>>>>

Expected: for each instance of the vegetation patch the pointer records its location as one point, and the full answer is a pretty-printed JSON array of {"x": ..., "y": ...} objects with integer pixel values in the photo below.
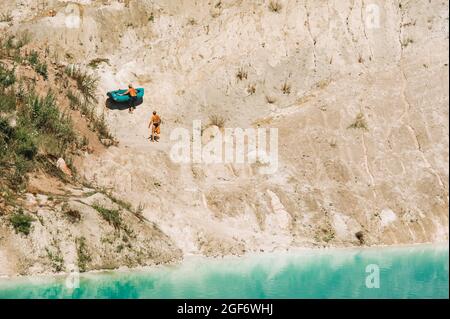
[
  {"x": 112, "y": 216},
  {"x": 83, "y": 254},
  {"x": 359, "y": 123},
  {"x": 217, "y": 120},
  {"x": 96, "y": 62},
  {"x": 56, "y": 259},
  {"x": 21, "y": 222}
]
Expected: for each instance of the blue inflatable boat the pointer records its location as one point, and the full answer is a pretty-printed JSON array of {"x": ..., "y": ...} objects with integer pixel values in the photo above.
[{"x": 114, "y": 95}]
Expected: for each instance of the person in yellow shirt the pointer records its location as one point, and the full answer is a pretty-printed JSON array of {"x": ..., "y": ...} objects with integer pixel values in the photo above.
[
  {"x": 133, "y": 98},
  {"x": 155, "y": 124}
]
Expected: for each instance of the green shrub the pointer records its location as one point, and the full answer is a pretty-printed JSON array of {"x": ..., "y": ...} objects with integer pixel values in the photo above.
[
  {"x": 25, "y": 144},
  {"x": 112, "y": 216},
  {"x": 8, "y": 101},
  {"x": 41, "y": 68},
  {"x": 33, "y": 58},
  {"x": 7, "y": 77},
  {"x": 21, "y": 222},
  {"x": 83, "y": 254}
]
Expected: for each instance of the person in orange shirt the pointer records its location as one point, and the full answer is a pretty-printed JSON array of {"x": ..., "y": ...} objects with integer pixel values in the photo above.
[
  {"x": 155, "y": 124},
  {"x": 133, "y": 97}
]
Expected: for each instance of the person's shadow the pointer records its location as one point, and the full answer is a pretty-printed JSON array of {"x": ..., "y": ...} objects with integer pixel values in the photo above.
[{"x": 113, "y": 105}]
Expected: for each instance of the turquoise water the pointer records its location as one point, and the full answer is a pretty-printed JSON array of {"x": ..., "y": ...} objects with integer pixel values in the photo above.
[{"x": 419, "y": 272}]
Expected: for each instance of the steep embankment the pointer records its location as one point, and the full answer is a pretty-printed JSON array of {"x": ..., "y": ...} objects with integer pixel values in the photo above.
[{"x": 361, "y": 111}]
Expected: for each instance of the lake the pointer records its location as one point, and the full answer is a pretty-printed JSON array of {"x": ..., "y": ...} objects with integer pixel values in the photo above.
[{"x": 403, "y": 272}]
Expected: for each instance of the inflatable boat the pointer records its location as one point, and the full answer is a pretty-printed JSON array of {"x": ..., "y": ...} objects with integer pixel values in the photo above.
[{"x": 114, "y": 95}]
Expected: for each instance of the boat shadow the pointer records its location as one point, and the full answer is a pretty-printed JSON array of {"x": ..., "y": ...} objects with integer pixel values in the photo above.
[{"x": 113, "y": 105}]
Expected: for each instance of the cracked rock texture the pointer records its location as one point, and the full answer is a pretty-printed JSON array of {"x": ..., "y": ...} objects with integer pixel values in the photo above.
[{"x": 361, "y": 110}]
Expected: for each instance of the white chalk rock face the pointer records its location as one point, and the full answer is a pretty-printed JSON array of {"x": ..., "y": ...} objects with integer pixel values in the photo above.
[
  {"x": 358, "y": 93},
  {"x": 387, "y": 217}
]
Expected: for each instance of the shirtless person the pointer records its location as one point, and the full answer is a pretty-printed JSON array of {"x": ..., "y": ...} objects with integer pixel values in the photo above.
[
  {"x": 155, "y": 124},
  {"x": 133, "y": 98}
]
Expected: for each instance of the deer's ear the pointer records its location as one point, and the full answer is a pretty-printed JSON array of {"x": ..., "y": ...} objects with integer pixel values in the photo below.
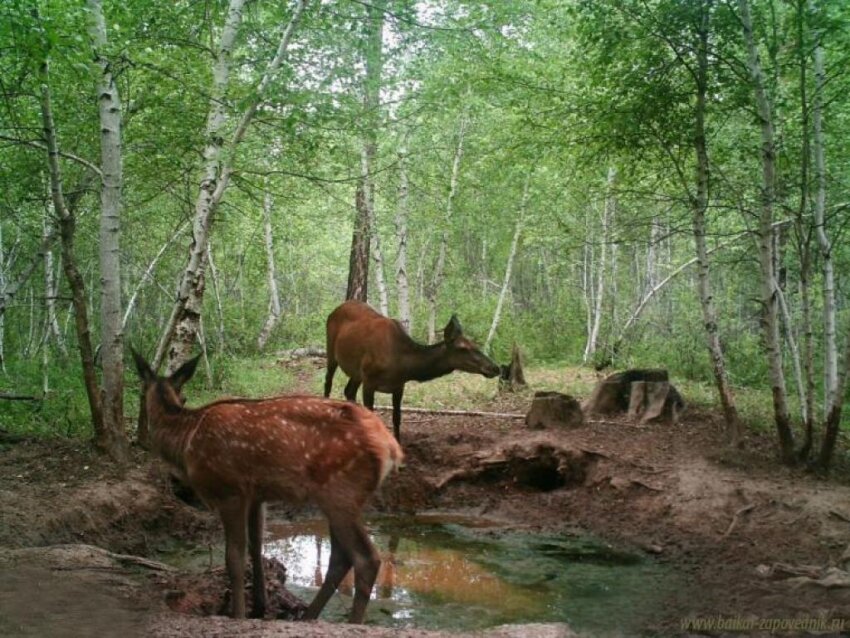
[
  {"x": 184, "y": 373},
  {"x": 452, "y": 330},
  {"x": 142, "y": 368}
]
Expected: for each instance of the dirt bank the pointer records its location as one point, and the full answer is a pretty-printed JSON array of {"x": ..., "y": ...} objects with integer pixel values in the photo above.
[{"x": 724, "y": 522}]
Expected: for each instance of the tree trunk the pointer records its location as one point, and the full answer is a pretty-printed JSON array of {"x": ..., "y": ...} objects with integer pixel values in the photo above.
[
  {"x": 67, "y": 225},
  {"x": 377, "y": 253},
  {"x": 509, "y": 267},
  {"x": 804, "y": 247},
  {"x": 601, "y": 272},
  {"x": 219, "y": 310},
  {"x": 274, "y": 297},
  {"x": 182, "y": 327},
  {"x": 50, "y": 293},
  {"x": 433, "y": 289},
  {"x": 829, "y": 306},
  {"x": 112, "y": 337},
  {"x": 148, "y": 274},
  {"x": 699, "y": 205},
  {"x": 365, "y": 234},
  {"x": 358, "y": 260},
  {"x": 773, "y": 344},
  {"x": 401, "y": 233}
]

<<<<
>>>>

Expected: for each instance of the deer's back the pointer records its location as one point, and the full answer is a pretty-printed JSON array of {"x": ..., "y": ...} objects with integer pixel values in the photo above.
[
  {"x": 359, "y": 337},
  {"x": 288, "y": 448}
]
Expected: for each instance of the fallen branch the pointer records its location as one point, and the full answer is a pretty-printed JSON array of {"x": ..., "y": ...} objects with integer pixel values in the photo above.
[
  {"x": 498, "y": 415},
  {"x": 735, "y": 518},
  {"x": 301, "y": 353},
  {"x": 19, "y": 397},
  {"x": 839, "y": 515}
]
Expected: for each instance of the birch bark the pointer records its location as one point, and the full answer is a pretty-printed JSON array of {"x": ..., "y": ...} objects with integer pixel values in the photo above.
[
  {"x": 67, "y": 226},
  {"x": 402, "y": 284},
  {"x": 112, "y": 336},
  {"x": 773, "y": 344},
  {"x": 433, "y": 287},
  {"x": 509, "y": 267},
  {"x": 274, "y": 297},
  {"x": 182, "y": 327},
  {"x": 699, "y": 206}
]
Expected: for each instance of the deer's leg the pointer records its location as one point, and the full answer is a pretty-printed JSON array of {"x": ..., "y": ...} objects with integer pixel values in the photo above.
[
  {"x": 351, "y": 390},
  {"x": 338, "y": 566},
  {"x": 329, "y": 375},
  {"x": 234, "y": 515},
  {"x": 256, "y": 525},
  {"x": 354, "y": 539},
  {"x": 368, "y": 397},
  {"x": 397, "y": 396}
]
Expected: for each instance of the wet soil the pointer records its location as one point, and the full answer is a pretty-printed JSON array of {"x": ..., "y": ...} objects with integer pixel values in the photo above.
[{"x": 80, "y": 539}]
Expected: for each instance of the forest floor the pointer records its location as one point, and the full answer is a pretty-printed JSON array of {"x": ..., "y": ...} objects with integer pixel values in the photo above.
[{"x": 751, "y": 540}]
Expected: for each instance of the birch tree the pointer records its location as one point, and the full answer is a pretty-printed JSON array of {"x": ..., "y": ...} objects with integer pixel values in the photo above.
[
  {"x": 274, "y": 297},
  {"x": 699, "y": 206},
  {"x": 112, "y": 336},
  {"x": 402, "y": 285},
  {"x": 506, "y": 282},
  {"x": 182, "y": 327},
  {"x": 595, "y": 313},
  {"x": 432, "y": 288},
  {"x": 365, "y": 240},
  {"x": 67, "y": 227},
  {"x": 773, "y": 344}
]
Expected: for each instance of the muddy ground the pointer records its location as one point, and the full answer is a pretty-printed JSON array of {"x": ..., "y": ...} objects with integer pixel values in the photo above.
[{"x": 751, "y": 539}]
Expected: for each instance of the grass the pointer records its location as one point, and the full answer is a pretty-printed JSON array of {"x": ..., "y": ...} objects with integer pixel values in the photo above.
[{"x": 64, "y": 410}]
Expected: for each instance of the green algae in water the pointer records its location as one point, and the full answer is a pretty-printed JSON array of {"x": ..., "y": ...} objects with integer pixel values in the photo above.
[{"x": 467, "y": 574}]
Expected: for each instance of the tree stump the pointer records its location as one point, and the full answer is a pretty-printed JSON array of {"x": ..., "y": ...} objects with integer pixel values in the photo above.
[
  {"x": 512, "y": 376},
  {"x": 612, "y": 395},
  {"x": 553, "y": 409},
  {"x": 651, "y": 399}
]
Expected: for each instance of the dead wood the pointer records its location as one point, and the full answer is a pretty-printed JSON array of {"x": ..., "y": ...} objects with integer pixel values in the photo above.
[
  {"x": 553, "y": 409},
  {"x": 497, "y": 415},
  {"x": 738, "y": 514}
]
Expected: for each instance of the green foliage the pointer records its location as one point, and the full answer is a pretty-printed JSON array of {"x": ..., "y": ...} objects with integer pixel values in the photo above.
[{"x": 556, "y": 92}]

<<<<

Tally the lines in the material above that contain the string "birch", counting only case-exact matches. Reply with the number alone.

2